INSTRUCTIONS TO FOLLOW:
Transcribe the part of the multi-GPU scheduling issue below, starting at "Originally created by" and ending at "instance per model).".

EXCERPT:

□ □ □ □ □ □ □

[GH-ISSUE #11810] Clarification/feature request: utilization‑aware multi‑GPU scheduling with a single model instance (and multi‑model placement) #54350

Open
opened 2026-04-29 05:47:19 -05:00 by GiteaMirror · 1 comment
Owner

Originally created by @pfcouto on GitHub (Aug 8, 2025).
Original GitHub issue: https://github.com/ollama/ollama/issues/11810

I have a machine with 2 GPUs (each 40+ GB VRAM) and two applications that both use qwen3:14b (~10 GB). I’m running a single Ollama daemon with default settings.

I have not tested concurrent access yet. I’d like to understand the default behavior when multiple clients use the same model, and whether Ollama can be configured to achieve the desired utilization‑aware behavior below. If not supported, I’d appreciate guidance, roadmap info, and alternatives.

Desired behavior

  • Avoid duplicate VRAM copies where possible (single model instance per model).
  • Prioritize inference latency/throughput while keeping both GPUs effectively utilized.
  • Dynamic, utilization‑aware scheduling:

Same model, two apps:

  • App A loads qwen3:14b on GPU 0 and runs inference there.
  • When App B starts (same model), route its inference based on current utilization:
    • If GPU 0 is busy with A, prefer GPU 1 for B.
    • If GPU 0 becomes idle, allow B to switch to GPU 0 (if GPU 0 better than 1), or span GPUs 0+1 if that improves latency/throughput.
    • If B is spanning GPUs 0+1 and A needs to run, let A take one GPU; B should release that GPU and continue on the other.
  • Ideally, all of this happens without duplicating the model in VRAM (one logical model instance), unless duplication is required.

Adding a different model:

  • If a new App C uses a different model, place that model on whichever GPU has capacity (e.g., GPU 1 if GPU 0 already holds qwen3:14b).

□ □ □ □ □ □ □

RAW DATA:
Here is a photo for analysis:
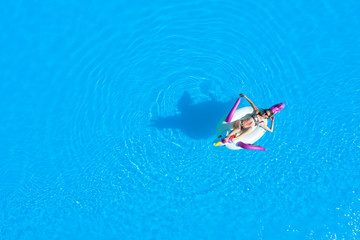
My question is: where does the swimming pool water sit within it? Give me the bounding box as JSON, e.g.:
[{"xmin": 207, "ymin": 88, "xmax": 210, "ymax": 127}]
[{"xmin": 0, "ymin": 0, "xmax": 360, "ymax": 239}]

□ □ □ □ □ □ □

ANSWER FOR THE TASK:
Originally created by @pfcouto on GitHub (Aug 8, 2025).
Original GitHub issue: https://github.com/ollama/ollama/issues/11810

I have a machine with 2 GPUs (each 40+ GB VRAM) and two applications that both use qwen3:14b (~10 GB). I’m running a single Ollama daemon with default settings.

I have not tested concurrent access yet. I’d like to understand the default behavior when multiple clients use the same model, and whether Ollama can be configured to achieve the desired utilization‑aware behavior below. If not supported, I’d appreciate guidance, roadmap info, and alternatives.

Desired behavior

  • Avoid duplicate VRAM copies where possible (single model instance per model).